TRECHO APRESENTADO:
---*---

Encontro e separação

Stefan Zweig anda sem sorte no cinema. Depois que Wes Anderson, um cultor de caricaturas e deformações, se inspirou nele para realizar Grande Hotel Budapeste, agora é a vez de Patrice Leconte, nome que, apesar da boa vontade de alguns críticos nunca figurou entre os realizadores franceses da primeira linha, transpor para o cinema uma história do autor. Uma promessa tinha muitos temas para propiciar um filme dos melhores, mas a falta de inspiração do diretor é evidente durante toda a narrativa, dominada pelo convencionalismo e conduzida pela rotina. O filme é um exemplo de como sugestões podem ser desperdiçadas e de como temas ricos de possibilidades sofrem um processo de diluição quando tratados de maneira desprovida de inventividade. Zweig, que se suicidou em Petrópolis, no ano de 1942, tem seu nome ligado ao cinema pelo fato de uma de suas novelas ter dado origem a uma obra-prima, quando Max Ophüls realizou, em 1948, Carta de uma desconhecida. O novo encontro do escritor com o cinema certamente não será lembrado da mesma forma, isso porque Leconte não consegue desenvolver apropriadamente os temas propostos e está muito distante de um cineasta capaz de se aproximar de forma enriquecedora das sutilezas contidas no relato. As sugestões são muitas, mas são tratadas de forma convencional, quando não equivocada.

---*---

Registros de dados:

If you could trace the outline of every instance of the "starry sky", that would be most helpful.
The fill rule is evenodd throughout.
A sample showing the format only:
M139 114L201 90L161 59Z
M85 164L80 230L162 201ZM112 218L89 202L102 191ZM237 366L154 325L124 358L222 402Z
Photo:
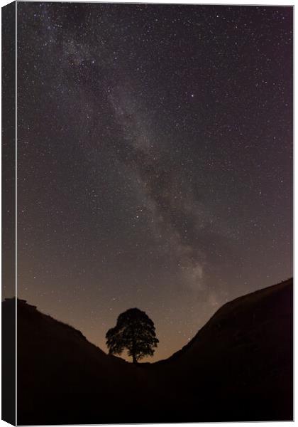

---*---

SOBRE A TAREFA: Traduza para o inglês esta frase da crítica sobre Stefan Zweig no cinema: "O filme é um exemplo de como sugestões podem ser desperdiçadas e de como temas ricos de possibilidades sofrem um processo de diluição quando tratados de maneira desprovida de inventividade." As entradas não são necessárias para realizar o que se pede aqui.

RESULTADO DA TAREFA: The film is an example of how suggestions can be wasted and of how themes rich in possibilities undergo a process of dilution when handled in a manner devoid of inventiveness.